*** Data records Section Begins ***

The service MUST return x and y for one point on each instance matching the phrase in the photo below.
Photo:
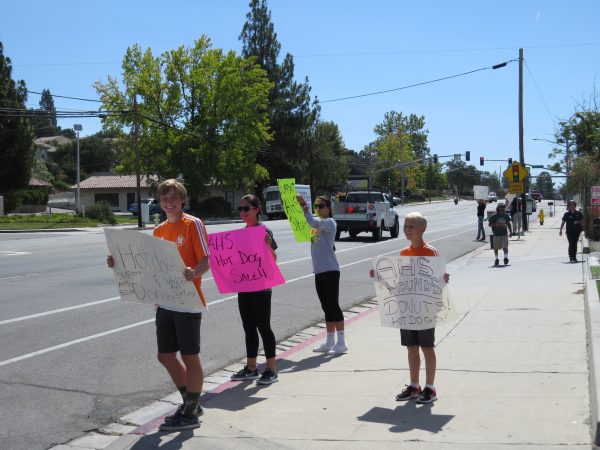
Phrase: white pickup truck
(366, 211)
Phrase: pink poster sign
(241, 261)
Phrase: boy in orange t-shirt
(415, 225)
(177, 329)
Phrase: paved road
(74, 358)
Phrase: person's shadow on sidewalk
(164, 441)
(407, 417)
(247, 393)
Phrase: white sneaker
(338, 349)
(323, 348)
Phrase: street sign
(516, 173)
(516, 188)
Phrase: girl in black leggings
(255, 309)
(327, 273)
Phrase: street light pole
(77, 127)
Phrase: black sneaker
(267, 377)
(245, 374)
(408, 393)
(427, 396)
(179, 411)
(180, 422)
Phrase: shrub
(14, 199)
(214, 207)
(102, 212)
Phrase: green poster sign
(293, 211)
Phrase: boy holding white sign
(415, 225)
(178, 329)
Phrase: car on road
(154, 206)
(536, 195)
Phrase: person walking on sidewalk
(327, 272)
(501, 225)
(255, 309)
(574, 221)
(516, 212)
(415, 225)
(481, 205)
(178, 329)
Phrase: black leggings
(255, 311)
(573, 238)
(328, 290)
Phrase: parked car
(536, 195)
(154, 206)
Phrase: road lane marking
(56, 311)
(145, 322)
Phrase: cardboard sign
(241, 261)
(411, 292)
(150, 270)
(480, 192)
(293, 210)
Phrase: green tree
(43, 119)
(291, 114)
(202, 113)
(328, 157)
(400, 139)
(545, 184)
(97, 153)
(16, 134)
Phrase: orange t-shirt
(426, 250)
(189, 233)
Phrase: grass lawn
(53, 221)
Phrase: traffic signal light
(516, 172)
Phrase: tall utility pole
(521, 148)
(136, 148)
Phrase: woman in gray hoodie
(327, 272)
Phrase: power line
(416, 84)
(540, 93)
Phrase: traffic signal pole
(521, 147)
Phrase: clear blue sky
(345, 48)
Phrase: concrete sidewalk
(512, 373)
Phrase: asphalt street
(75, 358)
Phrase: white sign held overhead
(150, 270)
(411, 292)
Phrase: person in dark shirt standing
(481, 204)
(574, 221)
(501, 225)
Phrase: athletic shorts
(500, 242)
(178, 332)
(422, 338)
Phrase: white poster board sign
(411, 292)
(150, 270)
(480, 192)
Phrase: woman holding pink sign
(255, 308)
(327, 272)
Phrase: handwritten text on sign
(241, 261)
(411, 292)
(293, 210)
(150, 270)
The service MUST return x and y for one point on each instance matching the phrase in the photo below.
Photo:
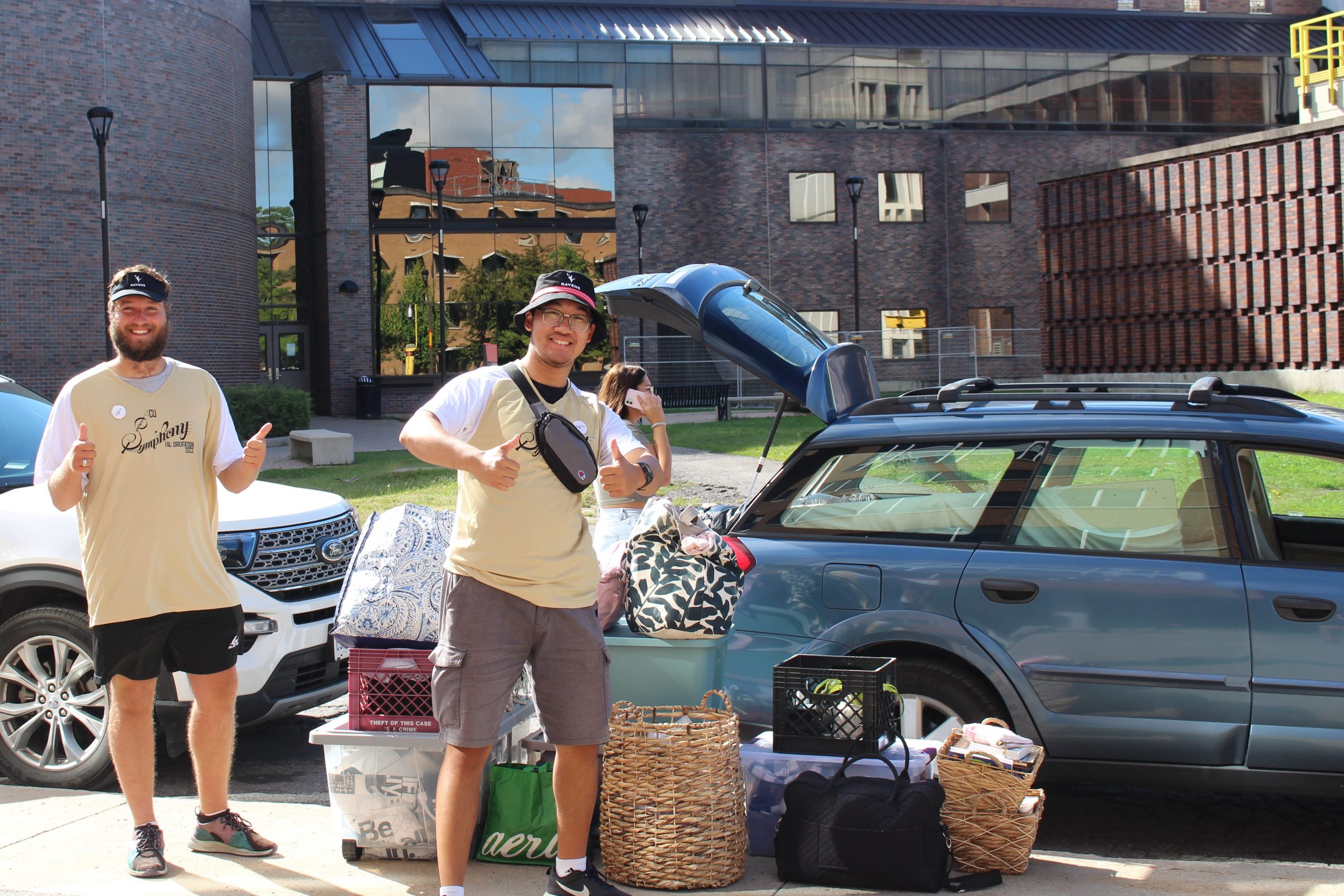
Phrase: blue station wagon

*** Data records Section Ends ***

Exercise instructions -
Nothing but an exact transcription of the material, without pictures, should be returned.

Answer area -
The service MUST return x and y for one point on each instance matching the phrase in the photo below.
Photo:
Phrase: white pickup truck
(366, 211)
Phrase: pink poster sign
(241, 261)
Phrase: boy in orange t-shirt
(415, 225)
(177, 329)
Phrase: paved road
(74, 358)
Phrase: person's shadow on sidewalk
(164, 441)
(407, 417)
(247, 393)
Phrase: white sneaker
(338, 349)
(323, 348)
Phrase: street sign
(516, 173)
(516, 188)
Phrase: girl in black leggings
(255, 309)
(327, 273)
Phrase: street light pole
(77, 127)
Phrase: black sneaker
(267, 377)
(245, 374)
(408, 393)
(427, 396)
(179, 411)
(180, 422)
Phrase: shrub
(14, 199)
(214, 207)
(102, 212)
Phrase: green poster sign
(293, 211)
Phrase: boy holding white sign
(415, 225)
(178, 329)
Phrase: car on road
(154, 206)
(536, 195)
Phrase: person walking on sidewalk
(327, 272)
(501, 225)
(255, 309)
(574, 221)
(516, 212)
(415, 225)
(481, 205)
(178, 329)
Phrase: black leggings
(255, 311)
(573, 238)
(328, 290)
Phrase: parked car
(536, 195)
(154, 206)
Phrase: road lane marking
(56, 311)
(145, 322)
Phrase: cardboard sign
(241, 261)
(411, 292)
(150, 270)
(480, 192)
(293, 210)
Phrase: green tree
(43, 119)
(291, 114)
(202, 113)
(328, 157)
(400, 139)
(545, 184)
(97, 153)
(16, 134)
Phrase: orange t-shirt
(426, 250)
(189, 233)
Phrase: grass lawn
(53, 221)
Phrase: traffic signal light
(516, 172)
Phrase: tall utility pole
(521, 148)
(136, 148)
Phrase: woman in gray hoodie
(327, 272)
Phrase: power line
(416, 84)
(540, 93)
Phrase: traffic signal pole
(521, 147)
Phrase: clear blue sky
(345, 48)
Phrase: concrete sidewalk
(512, 373)
Phrase: asphalt street
(75, 358)
Phrase: white sign held overhead
(150, 270)
(411, 292)
Phrase: person in dark shirt standing
(481, 204)
(574, 221)
(501, 225)
Phrase: athletic shorts
(500, 242)
(178, 332)
(422, 338)
Phrase: white poster board sign
(411, 292)
(150, 270)
(480, 192)
Phrase: woman holding pink sign
(255, 308)
(327, 272)
Phrase: handwritten text on sign
(241, 261)
(411, 292)
(293, 210)
(150, 270)
The service MUST return x and y for one point on each instance matching the phrase in the photo below.
Photo:
Phrase: blue station wagon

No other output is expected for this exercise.